** Available data follows **

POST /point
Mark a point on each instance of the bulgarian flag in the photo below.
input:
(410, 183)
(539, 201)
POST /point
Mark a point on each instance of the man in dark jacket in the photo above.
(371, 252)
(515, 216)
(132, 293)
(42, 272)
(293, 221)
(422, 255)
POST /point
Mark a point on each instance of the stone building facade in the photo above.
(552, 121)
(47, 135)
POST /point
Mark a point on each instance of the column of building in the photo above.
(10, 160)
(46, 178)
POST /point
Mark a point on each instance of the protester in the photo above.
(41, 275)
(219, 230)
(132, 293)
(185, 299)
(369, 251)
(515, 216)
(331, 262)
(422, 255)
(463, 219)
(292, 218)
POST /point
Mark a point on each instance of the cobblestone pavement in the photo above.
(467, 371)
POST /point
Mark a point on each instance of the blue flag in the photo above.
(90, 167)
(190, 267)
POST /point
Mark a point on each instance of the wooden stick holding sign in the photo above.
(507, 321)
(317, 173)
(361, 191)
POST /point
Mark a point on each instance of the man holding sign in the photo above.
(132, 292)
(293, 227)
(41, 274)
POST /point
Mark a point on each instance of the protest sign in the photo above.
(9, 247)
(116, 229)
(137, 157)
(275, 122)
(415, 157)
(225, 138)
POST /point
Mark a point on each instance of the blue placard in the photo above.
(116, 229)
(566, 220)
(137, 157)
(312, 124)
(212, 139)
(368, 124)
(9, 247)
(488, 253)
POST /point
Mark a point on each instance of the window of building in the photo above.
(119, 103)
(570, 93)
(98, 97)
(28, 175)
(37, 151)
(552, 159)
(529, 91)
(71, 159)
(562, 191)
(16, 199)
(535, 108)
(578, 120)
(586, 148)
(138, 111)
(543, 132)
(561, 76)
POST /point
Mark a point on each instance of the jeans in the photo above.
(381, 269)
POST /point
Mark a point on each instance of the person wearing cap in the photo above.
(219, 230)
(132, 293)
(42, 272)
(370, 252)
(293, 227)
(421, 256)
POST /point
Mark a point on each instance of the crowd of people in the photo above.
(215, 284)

** End of Available data **

### What is expected
The full material above needs to be returned unaltered.

### Exercise response
POST /point
Mark a point on each instance of the bulgarian flag in the photo below.
input:
(410, 183)
(539, 201)
POST /point
Mark a point on each instance of the man in dark jacket in the photo above.
(371, 252)
(515, 216)
(132, 293)
(42, 272)
(293, 221)
(422, 255)
POST /point
Mark a point on each instance of the stone building facade in the photo above.
(552, 121)
(47, 135)
POST /point
Mark a point on each instance of the column of building in the photo above.
(10, 160)
(46, 178)
POST /point
Mark a point on each instance of the protester in the photo above.
(41, 275)
(219, 230)
(132, 293)
(185, 299)
(369, 251)
(515, 216)
(331, 262)
(422, 255)
(463, 219)
(292, 218)
POST /point
Mark a point on each instance of the cobblestone pavement in the photo above.
(467, 371)
POST /point
Mark a point on each instance of the blue flag in the photo above.
(90, 167)
(190, 267)
POST /point
Mark a point on each instance of the wooden stick holding sign in the photo above.
(507, 321)
(317, 173)
(361, 191)
POST /point
Mark a point on each instance of the man holding sign in the photo above.
(132, 292)
(293, 227)
(41, 274)
POST /point
Mark a point on each instance of the protest sign in the photo above.
(9, 247)
(116, 229)
(137, 157)
(275, 122)
(415, 157)
(225, 138)
POST /point
Mark a point on each instance of the blue placard in the photo above.
(116, 229)
(566, 220)
(137, 157)
(312, 124)
(212, 139)
(368, 124)
(9, 247)
(488, 253)
POST /point
Mark a point on each instance of the window of building in the photo above.
(119, 103)
(570, 93)
(98, 97)
(28, 175)
(37, 151)
(552, 159)
(529, 91)
(71, 159)
(562, 191)
(16, 199)
(535, 108)
(578, 120)
(586, 148)
(138, 111)
(543, 132)
(561, 76)
POST /point
Mark a point on each instance of the jeans in the photo above.
(381, 269)
POST /point
Mark a point on each instance of the person wearing cap in the photo above.
(219, 230)
(132, 293)
(42, 272)
(370, 252)
(293, 227)
(421, 256)
POST /point
Mark a point on each instance of the crowd of people in the photo above.
(215, 284)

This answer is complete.